- The records:
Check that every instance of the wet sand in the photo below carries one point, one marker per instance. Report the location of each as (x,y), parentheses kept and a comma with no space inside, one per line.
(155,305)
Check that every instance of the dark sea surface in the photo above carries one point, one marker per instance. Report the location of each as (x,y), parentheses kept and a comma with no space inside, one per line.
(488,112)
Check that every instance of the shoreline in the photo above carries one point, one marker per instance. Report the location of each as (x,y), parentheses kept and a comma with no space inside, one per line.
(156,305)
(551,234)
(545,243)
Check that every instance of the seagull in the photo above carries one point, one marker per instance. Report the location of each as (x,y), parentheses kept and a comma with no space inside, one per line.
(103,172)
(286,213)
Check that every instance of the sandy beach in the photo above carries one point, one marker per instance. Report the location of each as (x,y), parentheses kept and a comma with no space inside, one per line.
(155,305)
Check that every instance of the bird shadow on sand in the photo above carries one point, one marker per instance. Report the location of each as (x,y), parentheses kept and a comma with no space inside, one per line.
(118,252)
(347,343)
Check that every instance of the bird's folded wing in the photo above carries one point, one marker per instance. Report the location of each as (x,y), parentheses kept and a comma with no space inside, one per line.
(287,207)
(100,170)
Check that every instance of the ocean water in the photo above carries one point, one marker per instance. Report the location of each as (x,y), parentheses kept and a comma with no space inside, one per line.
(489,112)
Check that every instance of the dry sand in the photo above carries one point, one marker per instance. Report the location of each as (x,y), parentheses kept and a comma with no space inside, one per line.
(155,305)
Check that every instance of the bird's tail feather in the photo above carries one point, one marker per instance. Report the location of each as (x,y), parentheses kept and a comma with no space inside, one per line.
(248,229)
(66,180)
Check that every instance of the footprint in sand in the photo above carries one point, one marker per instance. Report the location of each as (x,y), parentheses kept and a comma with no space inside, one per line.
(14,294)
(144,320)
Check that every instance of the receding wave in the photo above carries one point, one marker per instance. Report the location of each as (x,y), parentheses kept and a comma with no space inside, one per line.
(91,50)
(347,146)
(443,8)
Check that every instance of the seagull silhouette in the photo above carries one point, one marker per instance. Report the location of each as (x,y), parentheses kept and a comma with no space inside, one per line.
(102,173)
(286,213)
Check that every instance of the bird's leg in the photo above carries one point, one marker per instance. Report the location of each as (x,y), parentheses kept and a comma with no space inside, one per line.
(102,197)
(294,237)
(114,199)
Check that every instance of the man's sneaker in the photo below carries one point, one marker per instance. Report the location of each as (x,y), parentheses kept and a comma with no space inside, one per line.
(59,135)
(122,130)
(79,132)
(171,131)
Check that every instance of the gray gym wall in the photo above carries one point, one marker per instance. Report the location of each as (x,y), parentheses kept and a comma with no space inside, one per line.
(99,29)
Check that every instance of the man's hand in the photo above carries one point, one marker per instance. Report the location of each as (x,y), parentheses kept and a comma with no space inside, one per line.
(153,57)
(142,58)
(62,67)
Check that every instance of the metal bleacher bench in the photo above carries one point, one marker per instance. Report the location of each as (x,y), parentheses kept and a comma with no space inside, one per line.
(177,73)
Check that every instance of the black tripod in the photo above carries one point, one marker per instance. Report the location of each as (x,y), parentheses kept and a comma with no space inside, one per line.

- What you will do:
Exactly reproduce every line of the records.

- Exercise response:
Check that every instance of the wet sand in the photo below carries one point, one marker per instance. Report the location of each as (x,y), parentheses kept and a comma with no space inside, one per line.
(155,305)
Check that every instance of the dark sea surface in the photo above carries one point, one marker per instance. Report the location of each as (x,y), parentheses kept and a comma with no space inside, one per line.
(488,112)
Check that every instance of the shoreline in the photo above carries one point, one marker per instance. Report the location of each as (x,y), parentheses kept and a comma with no space inside, one per line.
(156,305)
(551,234)
(545,243)
Check that every instance of the seagull in the photo above carries one point, one marker per instance. Report the location of each as (x,y), parentheses kept and a comma with no space inside, one per line.
(103,172)
(286,213)
Check that every instance of the sandy beach in the photo above carries one point, one marker per instance. Report the location of each as (x,y), parentheses kept and a comma with no space inside, one per line.
(155,305)
Check that every instance of the bird shadow on sand in the photo above carries one point, one marker per instance. Report the location of each as (x,y), parentheses kept and a comma with no space inside, one per line.
(118,252)
(347,343)
Check that every instance of the bird's folded wing in the photo above carries one point, one marker per instance. Report the location of each as (x,y), parentheses kept and a comma with no space inside, one per line.
(287,207)
(100,170)
Check that every instance of the ocean water in the photo above carries one point, one marker per instance. Report the location of each as (x,y), parentheses kept and a comma with no space inside, one per line.
(489,112)
Check that every instance of the dry sand in the photo above carries one point, one marker per instance. Report the location of each as (x,y), parentheses kept and a comma with no space inside, one per line.
(155,305)
Check that every instance of the bird's tail feather in the photo above carries one point, one marker per instance. Report the location of each as (x,y), parentheses kept and a comma with no space inside, one per line.
(248,229)
(66,180)
Check that every instance of the footprint in sand in the photo above carries one point, one marker per instance. Report the location of each as (x,y), parentheses kept and a comma with no space inside, one per line.
(14,294)
(144,320)
Check that every instance of the receding wave in the photo above carries one point, one marker per instance. Report the location of each as (x,y), parentheses kept and a comma with no space inside, one per line.
(91,50)
(347,146)
(443,8)
Check that every instance of the seagull silhouette in the photo above carries one point, one marker per instance. Report the location of each as (x,y), parentheses kept and a comma with no space inside, one per line.
(102,173)
(286,213)
Check that every instance of the bird's leg in the photo above carries one point, one marker per instance. Report the location of each as (x,y), parentheses kept and a comma with no space inside, one per line.
(102,197)
(294,237)
(114,199)
Check that every instance of the man's sneaker in the photo below carries one point, one marker per instance. Report the location of each as (x,y), parentheses kept and a comma with no space inside, one per line.
(59,135)
(122,130)
(79,132)
(171,131)
Check that every instance of the gray gym wall in the photo above carries one point, one marker per instance. Report the location of each as (x,y), parentheses kept and a comma with no space inside, one per line.
(99,29)
Check that every instance of the man's hand in the photo above carries one point, one marker per instance. Report the location of each as (x,y), parentheses kept and a comma with no space inside, one per line.
(153,57)
(142,58)
(62,67)
Check that every instance of the metal bleacher bench in the photo above carries one point, one marker per instance. Report the location of each as (x,y), parentheses kept and a comma with no space inside, one per line.
(177,73)
Check that every instance of the black tripod in the photo above carries one point, one marker per instance. Report the location of each as (x,y), parentheses kept and a comma with no space inside, one per line.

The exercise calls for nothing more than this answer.